__Listed entries__:
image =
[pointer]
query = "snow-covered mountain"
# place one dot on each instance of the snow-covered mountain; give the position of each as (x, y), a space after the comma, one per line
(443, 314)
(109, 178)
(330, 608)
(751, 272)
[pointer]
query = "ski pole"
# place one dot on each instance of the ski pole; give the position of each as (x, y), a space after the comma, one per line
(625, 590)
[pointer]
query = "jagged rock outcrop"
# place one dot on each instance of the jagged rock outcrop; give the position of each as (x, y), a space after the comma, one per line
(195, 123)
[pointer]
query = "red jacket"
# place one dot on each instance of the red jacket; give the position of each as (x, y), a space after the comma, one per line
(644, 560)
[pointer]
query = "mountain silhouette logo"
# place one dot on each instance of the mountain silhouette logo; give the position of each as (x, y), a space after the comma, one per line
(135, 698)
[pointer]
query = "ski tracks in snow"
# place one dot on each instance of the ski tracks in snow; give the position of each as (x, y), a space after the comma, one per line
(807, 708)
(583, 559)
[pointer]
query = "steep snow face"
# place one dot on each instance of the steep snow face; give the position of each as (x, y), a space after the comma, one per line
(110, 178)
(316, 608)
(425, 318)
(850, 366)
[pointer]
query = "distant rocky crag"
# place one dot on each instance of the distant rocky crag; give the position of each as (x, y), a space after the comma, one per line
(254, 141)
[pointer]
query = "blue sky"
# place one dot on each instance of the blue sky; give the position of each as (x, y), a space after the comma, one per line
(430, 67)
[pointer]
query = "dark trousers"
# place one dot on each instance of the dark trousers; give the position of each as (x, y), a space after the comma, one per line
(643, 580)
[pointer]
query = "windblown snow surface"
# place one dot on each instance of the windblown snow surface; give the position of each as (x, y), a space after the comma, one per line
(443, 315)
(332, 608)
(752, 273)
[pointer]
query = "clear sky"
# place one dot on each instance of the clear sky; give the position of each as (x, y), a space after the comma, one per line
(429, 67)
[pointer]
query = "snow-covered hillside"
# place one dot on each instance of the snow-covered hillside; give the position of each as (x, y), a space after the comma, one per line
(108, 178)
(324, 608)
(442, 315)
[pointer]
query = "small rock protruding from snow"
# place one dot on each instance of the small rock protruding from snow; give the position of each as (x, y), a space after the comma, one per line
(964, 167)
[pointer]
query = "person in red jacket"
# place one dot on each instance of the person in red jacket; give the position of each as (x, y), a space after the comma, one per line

__Set task__:
Would you write down every record again, exactly?

__Response to this exercise__:
image =
[pointer]
query = "snow-covered mountain"
# place one dot on each instance of the snow-covered mountain; give the position of each as (x, y), a space after the comma, one per line
(443, 314)
(109, 178)
(330, 608)
(751, 272)
[pointer]
query = "ski pole"
# place one dot on each instance of the ski pole; give the position of each as (x, y), a space after the comma, one per line
(625, 590)
[pointer]
query = "jagged rock outcrop"
# place one dot on each instance of the jagged rock outcrop; give the position of each as (x, y), a space after the comma, one per line
(195, 123)
[pointer]
query = "red jacket"
# place one dot on each instance of the red jacket; give the position of each as (x, y), a space after the comma, one per line
(644, 560)
[pointer]
query = "mountain silhouette logo"
# place one dot on each instance of the mountain silhouette logo; give the position of each as (x, y), a space after the comma, one per line
(135, 698)
[pointer]
query = "ski tracks in snow"
# place one dot on each instance of the ski tracks in snow; give the position of each as (x, y), a space after the comma, one per line
(807, 708)
(583, 559)
[pointer]
query = "steep snow face"
# place one dot on each instance of the steep snow face; give the position of each as (x, y), a space after the comma, one per line
(110, 178)
(316, 608)
(425, 318)
(850, 366)
[pointer]
query = "distant rocky crag"
# place one dot on each instance of the distant rocky crag; give the position of each as (x, y), a space after the comma, one per line
(254, 141)
[pointer]
query = "blue sky"
# place one dot on each instance of the blue sky; give the position of each as (x, y), a space after the comma, one per line
(430, 67)
[pointer]
query = "dark trousers"
# place one dot on each instance of the dark trousers; give the position of each as (x, y), a space after the comma, one per line
(643, 580)
[pointer]
query = "windblown snow surface"
# place one dot on each instance of the windblown snow surface; give the position of each as (x, y), a space after the comma, one per line
(443, 315)
(332, 608)
(752, 273)
[pointer]
query = "clear sky"
# place one dot on each instance of the clear sky; give the position of each as (x, y), a space after the comma, one per line
(429, 67)
[pointer]
query = "snow-covered hillside"
# place one dot on each instance of the snow-covered hillside; give the position of each as (x, y), a space after the comma, one per line
(108, 178)
(324, 608)
(442, 315)
[pointer]
query = "small rock protruding from snow"
# place one dot on each instance of the small rock protruding from snow; give the position of each as (x, y), a space after the comma, one per line
(964, 167)
[pointer]
query = "person in red jacket"
# place one dot on each instance of the person in red jacket; give the position of each as (x, y), a space after the comma, one per line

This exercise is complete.